• [Belge Bölümü]
Kadına karşı şiddetle mücadele ilkesi bizim için esastır 

Öncelikle, mücadelesinin merkezinde kadın özgürlüğü ve eşitliği yer alan ve yüz binlerce kadının emeğini kadın kazanımlarına dönüştüren bir kadın partisi olarak HDP’nin bu vakalarla gündeme gelmiş olması üzerinde hassasiyetle durduğumuz bir konudur. Ancak ne yazık ki, toplumsal bir kırıma dönüşen kadına yönelik şiddet her yerde karşımıza çıkmaktadır. Kadın iradesini ve kadın özgürlüğünü esas alan bütün yapıların, nerede gerçekleşirse gerçekleşsin, kadına yönelik şiddet karşısında amasız-fakatsız durması gerekmektedir. Kadın Meclisiyle, eşbaşkanlık sistemiyle, binlerce kadının siyasete katılımıyla kadın iradesinin kurumsallaştığı bir parti olarak HDP’nin de yaptığı budur. Biz kadına yönelik saldırının her türüne karşı durduk ve durmaya devam edeceğiz. Bu ilke bizim için esastır. 

Kadına karşı suç işleyen hiçbir erkek HDP’de siyaset yapamaz, HDP’de duramaz 

Ayrıca, bu vakaları HDP’yi yıpratmak amacıyla kullanan iktidar ve yandaş medyanın Kadın Meclisi üyelerimize ilişkin ileri sürdüğü iddiaların hiçbiri doğru değildir. Kadın Meclisimizin üyeleri olarak parti içinde kadına yönelik her türlü eril yaklaşıma ve kadın karşısında işlenen suçlara karşı kararlıca durduk, durmaya devam edeceğiz. İddia edildiği gibi hiçbir olayın üzerini örtmek gibi bir girişimimiz asla söz konusu olmadı. Tuma Çelik meselesi bize intikal ettiği andan itibaren kadın beyanını esas aldık. Kadından yana tavır alıp, beyanları doğrultusunda araştırma yapmaya başladık ve araştırmanın selameti için adı geçen vekilin parti adına faaliyetlerini Mardin’de durdurduk. Olayın cinsel saldırı şeklinde yargıya intikal ettiği an, Kadın Meclisimizin başvurusu üzerine Tuma Çelik partimizin disiplin kuruluna sevk edilmiştir. Disiplin kurulumuz Çelik’i ihraç etmiştir. Bu karar Kadın Meclisimizin erkek şiddeti karşısındaki tavizsiz tavrını ve kadınların gücünü ortaya koymaktadır. Kadına karşı suç işleyen veya kadına yanlış yaklaşan hiçbir erkek HDP’de siyaset yapamaz ve duramaz… 

AKP’nin kadın meselesi konusunda bize söyleyecek tek bir sözü yoktur 

Biz iktidarın bu olaylar üzerinden partimizi ve bizleri hedef alan saldırıları nedeniyle değil, kendi temel ilkelerimiz ve değerlerimiz açısından meseleyi önemsiyoruz. Çünkü kadın katillerini salan, her gün erkek egemen zihniyeti yaygınlaştıran, kadın cinayetleri meşrulaştıran, 13 yaşındaki çocuklara istismarın yolunu açmaya çalışanların bu konuda bize söyleyecek tek bir sözleri yoktur.

• [Alıştırma Gereksinimleri] Kadına yönelik şiddet konulu metne göre HDP'nin disiplin kurulu Tuma Çelik hakkında hangi kararı vermiştir?

• [Konum etiketleme kayıtları]

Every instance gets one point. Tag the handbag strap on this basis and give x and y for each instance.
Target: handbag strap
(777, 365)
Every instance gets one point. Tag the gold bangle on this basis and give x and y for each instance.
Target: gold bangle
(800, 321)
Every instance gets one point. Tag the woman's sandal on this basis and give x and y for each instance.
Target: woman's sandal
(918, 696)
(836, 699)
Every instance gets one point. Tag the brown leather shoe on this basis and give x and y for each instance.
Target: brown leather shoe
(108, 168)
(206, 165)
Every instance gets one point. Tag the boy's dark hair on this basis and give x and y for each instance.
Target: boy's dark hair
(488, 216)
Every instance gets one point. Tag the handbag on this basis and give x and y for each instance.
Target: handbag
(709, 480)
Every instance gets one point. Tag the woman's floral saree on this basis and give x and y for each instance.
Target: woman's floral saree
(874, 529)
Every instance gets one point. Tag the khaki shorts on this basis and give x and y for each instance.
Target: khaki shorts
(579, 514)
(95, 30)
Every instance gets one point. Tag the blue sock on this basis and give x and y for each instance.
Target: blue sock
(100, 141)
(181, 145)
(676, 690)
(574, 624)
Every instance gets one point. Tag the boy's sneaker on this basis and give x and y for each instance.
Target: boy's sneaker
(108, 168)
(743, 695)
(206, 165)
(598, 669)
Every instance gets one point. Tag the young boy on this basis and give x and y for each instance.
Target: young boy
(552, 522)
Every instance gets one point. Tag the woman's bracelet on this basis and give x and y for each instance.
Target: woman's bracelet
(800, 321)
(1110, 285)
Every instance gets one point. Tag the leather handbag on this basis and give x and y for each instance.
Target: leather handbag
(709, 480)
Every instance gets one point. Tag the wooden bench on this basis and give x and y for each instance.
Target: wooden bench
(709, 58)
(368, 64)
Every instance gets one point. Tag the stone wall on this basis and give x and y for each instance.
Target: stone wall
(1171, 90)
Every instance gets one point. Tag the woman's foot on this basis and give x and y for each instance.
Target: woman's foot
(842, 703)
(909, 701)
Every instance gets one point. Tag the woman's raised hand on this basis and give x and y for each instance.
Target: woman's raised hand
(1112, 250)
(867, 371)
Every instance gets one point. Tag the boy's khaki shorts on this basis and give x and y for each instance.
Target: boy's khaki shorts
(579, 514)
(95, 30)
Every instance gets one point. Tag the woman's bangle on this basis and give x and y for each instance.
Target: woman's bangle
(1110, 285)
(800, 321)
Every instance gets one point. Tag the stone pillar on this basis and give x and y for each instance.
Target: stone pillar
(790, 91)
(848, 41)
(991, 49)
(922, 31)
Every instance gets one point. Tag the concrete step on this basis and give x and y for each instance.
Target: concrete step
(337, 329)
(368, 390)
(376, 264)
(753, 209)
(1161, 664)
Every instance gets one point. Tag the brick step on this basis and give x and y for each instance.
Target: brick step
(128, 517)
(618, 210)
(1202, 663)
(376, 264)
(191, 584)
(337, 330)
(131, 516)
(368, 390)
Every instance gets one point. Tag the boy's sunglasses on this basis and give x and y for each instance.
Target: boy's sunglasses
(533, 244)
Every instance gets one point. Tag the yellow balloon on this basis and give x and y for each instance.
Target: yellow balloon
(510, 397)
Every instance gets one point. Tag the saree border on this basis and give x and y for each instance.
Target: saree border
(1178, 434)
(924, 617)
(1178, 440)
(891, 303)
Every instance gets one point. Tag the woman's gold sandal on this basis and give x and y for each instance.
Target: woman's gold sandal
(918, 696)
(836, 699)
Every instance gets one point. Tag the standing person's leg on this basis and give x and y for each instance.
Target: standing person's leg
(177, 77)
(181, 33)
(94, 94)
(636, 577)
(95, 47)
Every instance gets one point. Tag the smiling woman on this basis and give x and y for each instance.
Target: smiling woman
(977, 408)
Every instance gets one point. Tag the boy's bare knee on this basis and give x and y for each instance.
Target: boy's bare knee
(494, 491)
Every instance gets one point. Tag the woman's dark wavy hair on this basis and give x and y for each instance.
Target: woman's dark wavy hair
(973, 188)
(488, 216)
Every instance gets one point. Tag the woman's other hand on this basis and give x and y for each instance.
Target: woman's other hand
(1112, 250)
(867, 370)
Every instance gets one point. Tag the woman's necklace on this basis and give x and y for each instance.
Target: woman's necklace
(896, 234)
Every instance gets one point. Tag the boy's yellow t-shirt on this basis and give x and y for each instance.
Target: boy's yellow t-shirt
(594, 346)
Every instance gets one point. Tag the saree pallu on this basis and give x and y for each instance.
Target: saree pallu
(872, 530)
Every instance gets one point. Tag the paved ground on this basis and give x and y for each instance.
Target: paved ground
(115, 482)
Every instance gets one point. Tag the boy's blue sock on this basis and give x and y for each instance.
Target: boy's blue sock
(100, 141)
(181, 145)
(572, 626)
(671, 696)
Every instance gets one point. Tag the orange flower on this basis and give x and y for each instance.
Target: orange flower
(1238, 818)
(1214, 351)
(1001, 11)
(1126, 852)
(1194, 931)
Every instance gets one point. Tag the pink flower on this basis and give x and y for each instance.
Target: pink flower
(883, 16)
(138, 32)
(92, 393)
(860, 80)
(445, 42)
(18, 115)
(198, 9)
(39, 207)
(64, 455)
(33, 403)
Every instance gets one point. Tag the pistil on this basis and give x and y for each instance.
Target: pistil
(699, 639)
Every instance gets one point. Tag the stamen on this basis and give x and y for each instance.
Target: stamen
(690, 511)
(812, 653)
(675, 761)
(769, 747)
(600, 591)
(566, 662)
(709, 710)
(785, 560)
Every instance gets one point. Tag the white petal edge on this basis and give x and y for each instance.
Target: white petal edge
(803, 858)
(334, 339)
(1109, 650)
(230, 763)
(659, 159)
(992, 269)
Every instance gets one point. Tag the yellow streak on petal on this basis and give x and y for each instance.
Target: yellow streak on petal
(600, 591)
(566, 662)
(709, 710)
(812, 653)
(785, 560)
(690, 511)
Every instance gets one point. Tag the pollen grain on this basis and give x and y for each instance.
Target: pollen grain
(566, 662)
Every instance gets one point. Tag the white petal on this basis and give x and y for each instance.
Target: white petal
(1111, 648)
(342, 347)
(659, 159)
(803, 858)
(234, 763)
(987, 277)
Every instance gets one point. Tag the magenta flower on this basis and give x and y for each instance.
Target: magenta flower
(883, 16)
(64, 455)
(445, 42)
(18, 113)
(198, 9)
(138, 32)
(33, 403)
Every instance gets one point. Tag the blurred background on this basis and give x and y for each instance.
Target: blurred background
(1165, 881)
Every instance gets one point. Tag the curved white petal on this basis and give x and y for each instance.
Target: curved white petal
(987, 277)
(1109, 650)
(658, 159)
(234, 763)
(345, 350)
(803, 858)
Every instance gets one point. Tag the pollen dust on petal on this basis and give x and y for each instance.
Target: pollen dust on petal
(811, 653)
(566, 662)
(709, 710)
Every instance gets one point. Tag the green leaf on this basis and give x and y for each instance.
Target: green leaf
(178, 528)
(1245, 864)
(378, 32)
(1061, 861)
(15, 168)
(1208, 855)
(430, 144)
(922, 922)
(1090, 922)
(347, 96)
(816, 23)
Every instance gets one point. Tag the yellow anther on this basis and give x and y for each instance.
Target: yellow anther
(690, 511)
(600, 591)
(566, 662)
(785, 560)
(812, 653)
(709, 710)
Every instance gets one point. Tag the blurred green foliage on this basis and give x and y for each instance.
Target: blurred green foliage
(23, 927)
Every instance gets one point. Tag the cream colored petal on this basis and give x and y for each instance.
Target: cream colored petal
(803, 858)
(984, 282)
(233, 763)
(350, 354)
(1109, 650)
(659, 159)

• [Görev Çözümü] Disiplin kurulu Tuma Çelik'i ihraç etmiştir.